■ Extract:
* * *

Ultrafast Metal Electrodeposition Revealed by In Situ Optical Imaging and Theoretical Modeling towards Fast-Charging Zn Battery Chemistry

Zhao Cai; Jindi Wang; Ziheng Lu; Renming Zhan; Yangtao Ou; Li Wang; Mouad Dahbi; Jones Alami; Jun Lu; Khalil Amine; Yongming Sun

doi:10.1002/anie.202116560

Ultrafast Metal Electrodeposition Revealed by In Situ Optical Imaging and Theoretical Modeling towards Fast-Charging Zn Battery Chemistry

Angew Chem Int Ed Engl. 2022 Mar 28;61(14):e202116560. doi: 10.1002/anie.202116560. Epub 2022 Feb 10.

Authors

Zhao Cai¹, Jindi Wang¹, Ziheng Lu², Renming Zhan¹, Yangtao Ou¹, Li Wang³, Mouad Dahbi⁴, Jones Alami⁴, Jun Lu⁵, Khalil Amine^{5

6}, Yongming Sun¹

Affiliations

¹ Wuhan National Laboratory for Optoelectronics, Huazhong University of Science and Technology, Wuhan, 430074, China.
² Department of Materials Science and Metallurgy, University of Cambridge, Cambridge, CB3 0FS, United Kingdom.

* * *

■ Source material:
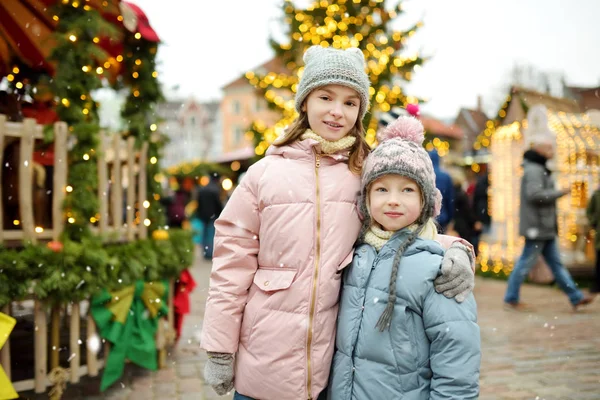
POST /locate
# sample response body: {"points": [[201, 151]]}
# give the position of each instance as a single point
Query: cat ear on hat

* * *

■ Your goal: Can you continue the page about ultrafast Zn electrodeposition, picking up right after its last line?

■ Written answer:
³ Institute of Nuclear & New Energy Technology, Tsinghua University, Beijing, 100084, China.
⁴ Materials Science and Nano-Engineering Department, Mohammed VI Polytechnic University, Ben Guerir, Morocco.
⁵ Chemical Sciences and Engineering Division, Argonne National Laboratory, Lemont, 60439, USA.
⁶ Department of Material Science and Engineering, Stanford University, Stanford, CA 94305, USA.

PMID: 35088500
DOI: 10.1002/anie.202116560

Abstract

Metallic Zn is a preferred anode material for rechargeable aqueous batteries towards a smart grid and renewable energy storage. Understanding how the metal nucleates and grows at the aqueous Zn anode is a critical and challenging step to achieve full reversibility of Zn battery chemistry, especially under fast-charging conditions. Here, by combining in situ optical imaging and theoretical modeling, we uncover the critical parameters governing the electrodeposition stability of the metallic Zn electrode, that is, the competition among crystallographic thermodynamics, kinetics, and Zn²⁺ -ion diffusion. Moreover, steady-state Zn metal plating/stripping with Coulombic efficiency above 99 % is achieved at 10-100 mA cm^-2 in a reasonably high concentration (3 M) ZnSO₄ electrolyte. Significantly, a long-term cycling-stable Zn metal electrode is realized with a depth of discharge of 66.7 % under 50 mA cm^-2 in both Zn||Zn symmetrical cells and MnO₂ ||Zn full cells.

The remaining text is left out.